• _LISTING_
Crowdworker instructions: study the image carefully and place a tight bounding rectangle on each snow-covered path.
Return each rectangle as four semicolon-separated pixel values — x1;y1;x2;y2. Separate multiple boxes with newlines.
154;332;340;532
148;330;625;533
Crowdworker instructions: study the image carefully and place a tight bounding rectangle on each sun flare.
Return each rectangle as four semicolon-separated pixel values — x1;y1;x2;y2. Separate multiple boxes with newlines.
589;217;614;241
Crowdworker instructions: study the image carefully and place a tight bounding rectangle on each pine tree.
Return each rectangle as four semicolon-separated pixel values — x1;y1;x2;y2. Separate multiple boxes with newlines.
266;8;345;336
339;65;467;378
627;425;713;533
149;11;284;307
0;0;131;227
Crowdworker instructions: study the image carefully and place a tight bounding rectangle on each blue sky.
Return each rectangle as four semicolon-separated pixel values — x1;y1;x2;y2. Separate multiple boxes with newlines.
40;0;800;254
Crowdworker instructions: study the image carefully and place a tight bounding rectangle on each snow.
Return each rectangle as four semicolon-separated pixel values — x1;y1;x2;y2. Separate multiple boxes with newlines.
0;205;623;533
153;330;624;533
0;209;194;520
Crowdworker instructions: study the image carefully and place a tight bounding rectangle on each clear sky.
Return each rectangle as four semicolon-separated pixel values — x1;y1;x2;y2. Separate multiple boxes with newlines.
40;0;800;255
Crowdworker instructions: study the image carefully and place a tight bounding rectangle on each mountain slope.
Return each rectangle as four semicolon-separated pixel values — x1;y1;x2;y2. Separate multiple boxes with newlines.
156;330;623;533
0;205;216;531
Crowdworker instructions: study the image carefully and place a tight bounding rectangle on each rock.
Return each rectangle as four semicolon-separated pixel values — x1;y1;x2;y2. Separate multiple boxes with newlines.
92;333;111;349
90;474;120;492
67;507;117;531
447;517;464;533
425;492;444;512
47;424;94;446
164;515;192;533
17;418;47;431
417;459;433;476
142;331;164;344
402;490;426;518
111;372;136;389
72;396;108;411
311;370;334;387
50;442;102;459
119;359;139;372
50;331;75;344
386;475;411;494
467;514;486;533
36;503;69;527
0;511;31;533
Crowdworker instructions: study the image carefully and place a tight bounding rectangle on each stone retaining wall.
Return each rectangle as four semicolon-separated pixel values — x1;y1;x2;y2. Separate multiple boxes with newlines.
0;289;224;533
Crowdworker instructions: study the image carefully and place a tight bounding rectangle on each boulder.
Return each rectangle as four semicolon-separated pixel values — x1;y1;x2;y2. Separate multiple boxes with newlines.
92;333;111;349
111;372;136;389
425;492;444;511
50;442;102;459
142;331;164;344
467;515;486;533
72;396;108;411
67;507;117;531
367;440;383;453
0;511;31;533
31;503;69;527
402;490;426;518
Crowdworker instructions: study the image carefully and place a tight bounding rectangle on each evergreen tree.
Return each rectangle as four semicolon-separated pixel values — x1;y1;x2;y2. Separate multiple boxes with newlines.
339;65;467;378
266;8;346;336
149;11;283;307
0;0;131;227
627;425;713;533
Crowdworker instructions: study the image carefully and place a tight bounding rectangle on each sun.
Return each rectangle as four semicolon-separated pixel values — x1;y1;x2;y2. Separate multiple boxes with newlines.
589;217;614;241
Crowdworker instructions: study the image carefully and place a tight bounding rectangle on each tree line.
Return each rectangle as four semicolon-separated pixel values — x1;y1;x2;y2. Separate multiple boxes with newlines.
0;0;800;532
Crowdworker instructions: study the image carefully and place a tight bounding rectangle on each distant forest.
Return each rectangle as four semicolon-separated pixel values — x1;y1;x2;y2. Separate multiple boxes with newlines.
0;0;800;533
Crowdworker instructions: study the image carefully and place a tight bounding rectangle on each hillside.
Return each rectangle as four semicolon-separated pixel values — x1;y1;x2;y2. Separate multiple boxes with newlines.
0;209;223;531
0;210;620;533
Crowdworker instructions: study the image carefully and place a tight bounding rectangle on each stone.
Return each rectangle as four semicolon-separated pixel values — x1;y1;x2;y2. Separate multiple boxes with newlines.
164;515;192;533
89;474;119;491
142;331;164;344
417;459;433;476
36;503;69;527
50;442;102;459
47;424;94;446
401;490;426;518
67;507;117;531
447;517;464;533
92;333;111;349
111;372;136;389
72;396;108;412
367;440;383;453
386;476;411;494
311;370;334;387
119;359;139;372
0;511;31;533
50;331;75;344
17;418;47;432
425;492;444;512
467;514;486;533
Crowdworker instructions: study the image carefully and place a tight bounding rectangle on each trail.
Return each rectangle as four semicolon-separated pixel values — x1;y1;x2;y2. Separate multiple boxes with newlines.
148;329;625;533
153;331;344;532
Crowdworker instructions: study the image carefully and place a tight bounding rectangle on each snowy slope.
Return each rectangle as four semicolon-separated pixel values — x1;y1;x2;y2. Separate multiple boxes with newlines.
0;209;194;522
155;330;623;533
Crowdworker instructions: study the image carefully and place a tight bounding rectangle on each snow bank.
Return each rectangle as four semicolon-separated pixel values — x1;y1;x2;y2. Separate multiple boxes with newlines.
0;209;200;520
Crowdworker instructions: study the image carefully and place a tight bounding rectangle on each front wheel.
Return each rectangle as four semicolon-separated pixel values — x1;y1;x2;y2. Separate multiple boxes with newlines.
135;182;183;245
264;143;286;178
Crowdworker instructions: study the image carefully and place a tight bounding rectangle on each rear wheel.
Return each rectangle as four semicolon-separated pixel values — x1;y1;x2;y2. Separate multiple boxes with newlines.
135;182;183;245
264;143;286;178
--
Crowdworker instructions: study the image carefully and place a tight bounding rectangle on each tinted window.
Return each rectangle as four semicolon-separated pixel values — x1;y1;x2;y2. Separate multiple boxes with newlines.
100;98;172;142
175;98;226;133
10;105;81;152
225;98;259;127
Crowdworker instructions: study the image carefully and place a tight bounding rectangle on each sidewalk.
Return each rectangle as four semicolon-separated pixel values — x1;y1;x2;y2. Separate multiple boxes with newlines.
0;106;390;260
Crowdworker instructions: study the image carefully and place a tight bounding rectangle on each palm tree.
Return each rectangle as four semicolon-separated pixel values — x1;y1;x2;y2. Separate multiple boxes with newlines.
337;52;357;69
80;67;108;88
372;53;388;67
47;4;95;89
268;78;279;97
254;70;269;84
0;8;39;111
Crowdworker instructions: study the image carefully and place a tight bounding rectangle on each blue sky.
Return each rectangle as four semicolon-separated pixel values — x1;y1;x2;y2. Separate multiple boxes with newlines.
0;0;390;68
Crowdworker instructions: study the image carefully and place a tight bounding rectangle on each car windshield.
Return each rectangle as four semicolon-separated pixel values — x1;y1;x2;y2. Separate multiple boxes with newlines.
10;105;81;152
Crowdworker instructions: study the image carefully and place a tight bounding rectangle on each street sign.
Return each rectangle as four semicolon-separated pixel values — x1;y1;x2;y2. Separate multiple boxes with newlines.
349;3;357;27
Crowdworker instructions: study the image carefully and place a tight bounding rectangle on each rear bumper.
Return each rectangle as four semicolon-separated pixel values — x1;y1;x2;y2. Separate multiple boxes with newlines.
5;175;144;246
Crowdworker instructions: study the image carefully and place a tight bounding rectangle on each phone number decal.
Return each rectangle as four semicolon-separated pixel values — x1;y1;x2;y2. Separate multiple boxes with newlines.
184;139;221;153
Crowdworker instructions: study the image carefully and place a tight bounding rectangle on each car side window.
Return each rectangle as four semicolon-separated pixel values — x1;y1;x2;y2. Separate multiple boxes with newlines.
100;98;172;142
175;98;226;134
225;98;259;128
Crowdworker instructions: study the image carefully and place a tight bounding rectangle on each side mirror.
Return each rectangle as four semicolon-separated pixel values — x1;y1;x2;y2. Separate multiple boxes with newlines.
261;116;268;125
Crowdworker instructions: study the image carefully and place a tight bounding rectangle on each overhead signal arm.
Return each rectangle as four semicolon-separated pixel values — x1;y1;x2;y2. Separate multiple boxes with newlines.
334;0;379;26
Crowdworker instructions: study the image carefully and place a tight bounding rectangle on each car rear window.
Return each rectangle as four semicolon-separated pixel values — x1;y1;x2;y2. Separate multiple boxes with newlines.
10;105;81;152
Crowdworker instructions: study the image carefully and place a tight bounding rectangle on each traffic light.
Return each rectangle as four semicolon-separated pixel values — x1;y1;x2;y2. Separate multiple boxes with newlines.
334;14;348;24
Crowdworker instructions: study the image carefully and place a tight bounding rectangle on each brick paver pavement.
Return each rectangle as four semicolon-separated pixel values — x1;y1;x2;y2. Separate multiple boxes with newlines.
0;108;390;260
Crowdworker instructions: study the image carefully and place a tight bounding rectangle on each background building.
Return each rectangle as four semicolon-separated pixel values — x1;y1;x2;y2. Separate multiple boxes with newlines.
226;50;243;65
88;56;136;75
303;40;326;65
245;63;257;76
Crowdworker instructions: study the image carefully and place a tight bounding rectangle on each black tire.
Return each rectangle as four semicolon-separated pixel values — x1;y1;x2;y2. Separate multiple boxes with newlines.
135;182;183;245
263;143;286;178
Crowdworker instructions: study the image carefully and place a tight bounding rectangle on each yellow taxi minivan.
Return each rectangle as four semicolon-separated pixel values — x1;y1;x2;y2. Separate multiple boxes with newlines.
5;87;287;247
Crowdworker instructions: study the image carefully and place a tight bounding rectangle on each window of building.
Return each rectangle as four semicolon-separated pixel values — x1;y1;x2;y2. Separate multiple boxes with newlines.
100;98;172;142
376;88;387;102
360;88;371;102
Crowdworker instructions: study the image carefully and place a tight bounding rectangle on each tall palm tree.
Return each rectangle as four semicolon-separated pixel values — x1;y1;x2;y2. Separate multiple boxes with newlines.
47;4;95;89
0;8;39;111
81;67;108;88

• _TASK REQUIREMENTS_
Copy the stretch from the line containing "each side mirror." through the line containing "261;116;268;125", substituting "wing mirror" for "side mirror" and leaving everything else unchanged.

• _ANSWER FOR THIS EXERCISE_
Crowdworker instructions: study the image carefully and place a tight bounding rectangle on each wing mirror.
Return each rectangle as four semicolon-separated pixel values — x1;y1;x2;y2. Separate multiple boxes with newlines.
261;116;268;125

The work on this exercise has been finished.